## Esercizi
1. Rispondi a queste domande sul testo dedicato a Uğur Gallenkuş:
(a) In che anno Gallenkuş rimane colpito dalla foto di Aylan Kurdi?
(b) Che lavoro fa Gallenkuş, secondo il testo?
(c) A che cosa viene accostata la vittoria di Lady Gaga?
2. Prosegui il testo su Uğur Gallenkuş a partire dall'ultima frase.

## Testo mostrato
+ + +

Nel 2015 rimane colpito dalla foto di Aylan Kurdi, il bambino siriano trovato senza vita sulla spiaggia del Mediterraneo diventato simbolo della crisi europea dei migranti. Decide quindi di utilizzare il proprio talento per sensibilizzare l’opinione pubblica a livello globale ponendo un accento particolare sulle disparità sociali.

Una rosa è sempre una rosa?

Uğur Gallenkuş non è un fotografo ne tantomeno un fotoreporter. È un graphic designer che utilizza immagini di altri fotografi impegnati in condizioni estreme per mettere a confronto due universi paralleli.

Uğur Gallenkuş Universi paralleli
Uğur Gallenkuş – Universi paralleli

Attraverso immagini crude e spezzate cerca di provocare una reazione emotiva nelle società privilegiate non solo per la ricchezza economica di cui beneficiano ma per l’assenza di guerra nel loro paese.

Lasciare il segno

Il lavoro di Gallenkuş è singolare perché intercetta la comprensione del pubblico attraverso il linguaggio condiviso della cultura pop e del capitalismo presente nella società occidentale del consumismo.

La vittoria di Lady Gaga viene accostata alla rara possibilità per un bambino in difficoltà di accedere all’istruzione, il tepore di un prato fiorito viene corrotto da una fredda distesa di armamenti. Un gelato diventa un’esplosione e ogni altra immagine di benessere e felicità viene efficacemente affiancata da ritratti di sofferenza, dramma, povertà e conflitto.

Uğur Gallenkuş Universi paralleli
Uğur Gallenkuş – Universi paralleli

Dietro a ogni persona che sorride esiste qualcuno che fatica a trovare il cibo necessario per la sussistenza quotidiana e vive nel terrore della guerra. Questa realtà è attuale propio come la cerimonia degli Oscar o il Super Bowl. Paesi come Siria Afghanistan e Iraq non hanno accesso a quello che per il resto del mondo è talvolta perfino scontato come istruzione e assistenza medica. Il messaggio che emerge nell’opera di Gallenkuş è un invito alla pace e alla possibilità di creare forme di governo migliori laddove necessario esportando i valori che rendono così avanzata e benestante la cultura occidentale.

+ + +

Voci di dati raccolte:
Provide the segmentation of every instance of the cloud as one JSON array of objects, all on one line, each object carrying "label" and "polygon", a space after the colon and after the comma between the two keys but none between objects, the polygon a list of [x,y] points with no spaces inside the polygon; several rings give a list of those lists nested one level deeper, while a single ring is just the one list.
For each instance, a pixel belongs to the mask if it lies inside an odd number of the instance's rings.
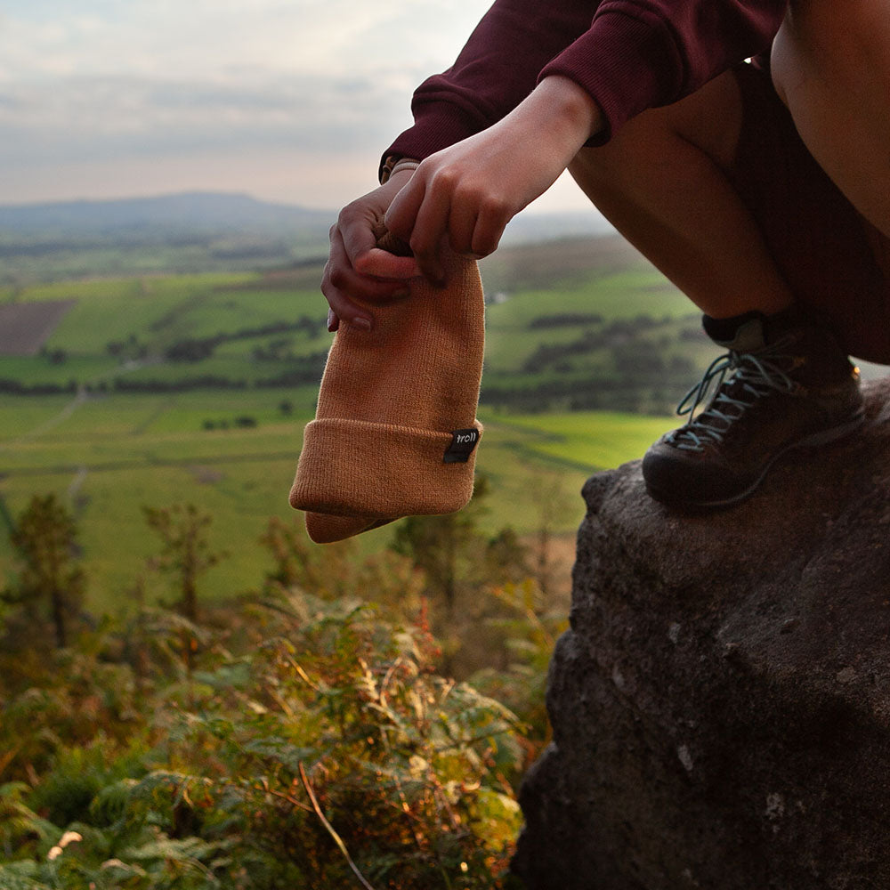
[{"label": "cloud", "polygon": [[6,200],[224,188],[335,206],[490,0],[11,0]]}]

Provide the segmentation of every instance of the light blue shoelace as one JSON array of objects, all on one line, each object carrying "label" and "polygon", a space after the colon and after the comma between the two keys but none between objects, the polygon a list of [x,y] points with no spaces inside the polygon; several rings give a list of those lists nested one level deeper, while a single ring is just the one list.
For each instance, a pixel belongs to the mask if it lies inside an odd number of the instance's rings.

+ + +

## Risposte
1.
(a) Nel 2015.
(b) Il graphic designer.
(c) Alla rara possibilità per un bambino in difficoltà di accedere all'istruzione.

2.
Ma cosa importa agli occidentali?

Personalmente quando mi sveglio al mattino penso alla giornata che dovrò affrontare, agli impegni di lavoro, allo sport e all’intrattenimento di contorno. Nel corso delle ventiquattr’ore spesso tralascio alcune notizie di cronaca perchè le avverto lontane dal quotidiano. Uğur Gallenkuş è invece riuscito a entrare a gamba tesa nella mia bolla utilizzando l’arte come maestra creatrice di consapevolezza.

Uğur Gallenkuş Universi paralleli
Uğur Gallenkuş – Universi paralleli

Attraverso i suoi collage e fotomontaggi ha elevato il lavoro del fotoreporter non tanto nel contenuto quanto nella forma riuscendo a trasmettere il messaggio e a scalfire la mia campana di vetro abbastanza da rendermi conscio, approfondire e riportare a mia volta attraverso contesti che invece percepisco come vicini quali fotografia e scrittura.

Ultima posa

Alla fine di V per Vendetta, film del 2005 tratto dall’omonima graphic novel di Alan Moore (1982), Evey Hammond risponde alla domanda dell’agente Finch sull’identità dell’uomo dietro la maschera sottolineandone la forma ideale rispetto a quella fisica.

Era Edmond Dantès. Ed era mio padre. E mia madre, mio fratello, un mio amico. Era lei, ero io, era tutti noi

Evey Hammond – V per Vendetta (2005)

Spero che il bardo di Northampton non se la prenda se uso il suo explicit per concludere anche il mio articolo ma lo trovo significativo.

Abbiamo iniziato questo percorso per approfondire il genere documentaristico e la figura del reporter ad esso connesso e siamo finiti a parlare di guerra, graphic design e crisi globali. Ritengo esista un valore oggettivo della cronaca ed è quello a cui possiamo assistere: il fatto propriamente detto. Da lì nasce l’interpretazione soggettiva che fa capo alla cultura individuale e al fine che si vuole raggiungere attraverso l’immagine riportata.

Indipendentemente dalla forma dunque possiamo concludere dicendo che lo sforzo di coloro che desiderano definirsi reporter sia assottigliare la distanza tra il messaggio e il pubblico al quale viene rivolto. Il resto come scritto è facile. Come nella maggior parte dei casi, è sufficiente cliccare un pulsante!